▶ [Text for analysis]
☆ ☆ ☆ ☆ ☆ ☆ ☆

1. Single Point of Failure

Critical services were concentrated on s0 with no automatic failover:

  • PostgreSQL primary (only writable database)
  • Gateway (only ingress point)
  • GFS master (chunk metadata)

2. GFS Chunk Metadata Lost

The GFS master stored all chunk metadata (file-to-chunk mappings) in memory/local storage on s0. When s0 went down:

  • All file metadata was lost
  • Chunk data still exists on chunkservers (s1, s2, s3) but is now orphaned
  • Files cannot be reconstructed without metadata
  • This is a critical data loss scenario

3. No Alerting

There was no monitoring or alerting configured to detect:

  • Node failures
  • Pod scheduling failures
  • Service unavailability

The outage went unnoticed for ~15 hours overnight.

4. Rigid Node Selectors

Services used strict nodeSelector constraints that prevented automatic rescheduling:

  • db-role: primary - only s0
  • core-services: true - only s0
  • role: backend - only s0

5. GitHub Actions Deployment Failures Hidden

The CI/CD pipeline's deploy step used || true which silently ignored connection failures to the Kubernetes API, masking deployment issues.

What Went Well

1. Database Replica Available

The PostgreSQL streaming replica on rp1 was fully synchronized with the primary. This enabled:

  • Zero data loss
  • Quick promotion to primary (SELECT pg_promote())

2. Manual Failover Was Straightforward

Once the decision was made to failover:

  • Promoting the replica took seconds
  • Updating the service selector was a single kubectl patch
  • Gateway recovered immediately after DB became writable

3. Documentation Existed

The CLAUDE.md file documented the node layout and architecture, which helped in understanding the cluster topology during the incident.

☆ ☆ ☆ ☆ ☆ ☆ ☆

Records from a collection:

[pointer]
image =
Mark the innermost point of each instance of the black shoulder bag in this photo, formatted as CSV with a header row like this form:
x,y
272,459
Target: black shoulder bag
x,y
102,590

☆ ☆ ☆ ☆ ☆ ☆ ☆

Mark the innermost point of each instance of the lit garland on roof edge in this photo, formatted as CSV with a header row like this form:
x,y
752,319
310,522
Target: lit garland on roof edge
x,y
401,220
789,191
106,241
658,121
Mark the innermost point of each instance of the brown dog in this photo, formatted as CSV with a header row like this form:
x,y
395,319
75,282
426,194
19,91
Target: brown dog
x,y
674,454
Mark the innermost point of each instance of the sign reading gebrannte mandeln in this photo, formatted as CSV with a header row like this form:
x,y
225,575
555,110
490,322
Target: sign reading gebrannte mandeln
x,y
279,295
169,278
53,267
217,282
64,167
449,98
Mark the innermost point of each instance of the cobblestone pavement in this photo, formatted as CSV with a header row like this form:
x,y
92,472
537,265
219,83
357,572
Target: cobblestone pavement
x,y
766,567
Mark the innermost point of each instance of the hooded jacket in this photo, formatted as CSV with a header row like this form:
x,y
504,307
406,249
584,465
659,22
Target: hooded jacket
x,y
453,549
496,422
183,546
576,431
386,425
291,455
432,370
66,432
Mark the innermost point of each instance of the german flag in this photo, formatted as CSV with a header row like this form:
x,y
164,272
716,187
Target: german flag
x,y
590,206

☆ ☆ ☆ ☆ ☆ ☆ ☆

▶ [What this exercise asks]
1. Answer these questions using the outage report:
(a) On which node was the PostgreSQL streaming replica running?
(b) For roughly how long did the outage go unnoticed?
(c) What did the CI/CD pipeline's deploy step use that silently ignored connection failures to the Kubernetes API?
2. Decide whether each statement agrees with the outage report. Answer yes or no and quote the words from the report that decide it.
(a) Promoting the replica led to some loss of database data.
(b) Chunk data was still present on the chunkservers after s0 went down.
(c) Updating the service selector took several commands.

▶ [Results of the exercise]
1.
(a) rp1
(b) About 15 hours, overnight
(c) || true

2.
(a) No: "Zero data loss"
(b) Yes: "Chunk data still exists on chunkservers (s1, s2, s3) but is now orphaned"
(c) No: "Updating the service selector was a single kubectl patch"